** GIVEN PASSAGE follows **

Fluorescence Characterization of Karst Aquifers in East Tennessee

Karst and fractured rock aquifers are primary sources of drinking water in the Appalachian region, even though most are inherently susceptible to surface-derived contamination. Many of the obstacles to water supply protection in such systems could be alleviated through the use of tracer testing to delineate recharge areas and surface-to-groundwater connections. Tracer testing is currently under-utilized, however, due to public safety concerns and ambivalence on the part of regulatory agencies. This study aimed to address this issue through a characterization of the fluorescent properties of typical carbonate aquifers for the purpose of refining the timing and design of low-concentration dye tracer tests.

** End of GIVEN PASSAGE **
** INFORMATION PROVIDED follows **

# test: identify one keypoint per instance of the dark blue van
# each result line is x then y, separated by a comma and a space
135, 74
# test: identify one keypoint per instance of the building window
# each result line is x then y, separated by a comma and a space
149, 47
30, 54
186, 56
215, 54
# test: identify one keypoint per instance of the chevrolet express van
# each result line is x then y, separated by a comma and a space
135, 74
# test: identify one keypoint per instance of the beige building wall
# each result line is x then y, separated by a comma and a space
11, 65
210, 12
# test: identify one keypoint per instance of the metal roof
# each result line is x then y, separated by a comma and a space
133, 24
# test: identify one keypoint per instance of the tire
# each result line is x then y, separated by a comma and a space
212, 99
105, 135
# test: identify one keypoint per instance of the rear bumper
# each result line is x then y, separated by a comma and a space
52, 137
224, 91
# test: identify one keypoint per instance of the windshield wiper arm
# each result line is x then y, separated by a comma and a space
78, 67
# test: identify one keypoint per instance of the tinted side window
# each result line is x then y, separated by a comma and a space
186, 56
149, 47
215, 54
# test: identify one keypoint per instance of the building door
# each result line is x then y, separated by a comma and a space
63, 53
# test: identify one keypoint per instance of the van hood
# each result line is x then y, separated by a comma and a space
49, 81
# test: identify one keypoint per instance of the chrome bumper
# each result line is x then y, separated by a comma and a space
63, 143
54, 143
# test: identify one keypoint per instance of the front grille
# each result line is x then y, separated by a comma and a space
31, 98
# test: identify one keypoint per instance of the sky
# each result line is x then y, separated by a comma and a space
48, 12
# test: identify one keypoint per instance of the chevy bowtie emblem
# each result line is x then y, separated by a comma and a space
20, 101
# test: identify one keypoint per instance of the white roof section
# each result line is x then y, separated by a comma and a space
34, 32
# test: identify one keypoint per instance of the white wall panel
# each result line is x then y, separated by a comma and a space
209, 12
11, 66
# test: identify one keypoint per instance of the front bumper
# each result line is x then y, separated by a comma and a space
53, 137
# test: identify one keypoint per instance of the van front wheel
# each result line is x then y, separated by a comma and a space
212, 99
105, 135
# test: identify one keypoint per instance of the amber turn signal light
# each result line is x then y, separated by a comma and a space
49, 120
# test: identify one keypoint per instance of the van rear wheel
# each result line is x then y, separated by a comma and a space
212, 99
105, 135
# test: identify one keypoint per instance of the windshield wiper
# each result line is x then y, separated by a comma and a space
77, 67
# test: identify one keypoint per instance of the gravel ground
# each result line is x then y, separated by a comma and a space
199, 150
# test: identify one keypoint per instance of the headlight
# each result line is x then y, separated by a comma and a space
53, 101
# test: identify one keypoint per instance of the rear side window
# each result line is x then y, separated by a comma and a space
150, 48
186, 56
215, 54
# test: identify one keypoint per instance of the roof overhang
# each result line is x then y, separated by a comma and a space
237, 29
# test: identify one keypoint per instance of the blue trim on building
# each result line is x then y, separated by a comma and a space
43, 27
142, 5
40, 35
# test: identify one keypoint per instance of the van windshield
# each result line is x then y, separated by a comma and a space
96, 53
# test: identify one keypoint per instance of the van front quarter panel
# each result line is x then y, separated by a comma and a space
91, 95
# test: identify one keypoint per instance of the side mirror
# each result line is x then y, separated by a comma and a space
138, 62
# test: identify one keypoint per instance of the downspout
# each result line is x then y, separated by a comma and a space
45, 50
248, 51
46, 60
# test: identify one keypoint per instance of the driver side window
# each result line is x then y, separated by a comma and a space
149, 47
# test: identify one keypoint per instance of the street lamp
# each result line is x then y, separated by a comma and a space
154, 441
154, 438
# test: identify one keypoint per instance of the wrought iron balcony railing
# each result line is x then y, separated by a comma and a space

** End of INFORMATION PROVIDED **

● TASK DETAILS
Carry on the passage about fluorescence characterization of karst aquifers in East Tennessee, beginning right after its final sentence.

● REPLY TO THE TASK
The subjects of this study were community water supply wells and springs in the Valley and Ridge Province of East Tennessee. Although each source exhibited a different degree of contamination potential, background fluorescence could primarily be attributed to natural dissolved organic matter (DOM) rather than manmade fluorophores. Seasonal data were collected for 23 groundwater sources during a multi-year drought (2006-2007). Untreated water samples were analyzed via fluorescence spectroscopy to identify spatial and temporal variations in the fluorescent properties of high-risk and low-risk water supply sources. Fluorescence exhibited seasonal patterns and fluctuations in DOM quality relative to rain events. Fulvic acid-like spectra were detected most consistently in all sources and exhibited maximum fluorescent intensity in the winter months. Humic acid-type fluorescence appeared in springs and high-risk wells only after major rainfall. For all sources, DOM spectra gradually shifted towards lower molecular weight fluorophores, which was interpreted as a reflection of diminishing humification and increasing generation of proteins with warmer weather and drier conditions. Variations in fluorophore composition and concentration were generally more pronounced in springs and moderate- to high-risk wells than in low-risk wells, although all sources exhibited some unique characteristics.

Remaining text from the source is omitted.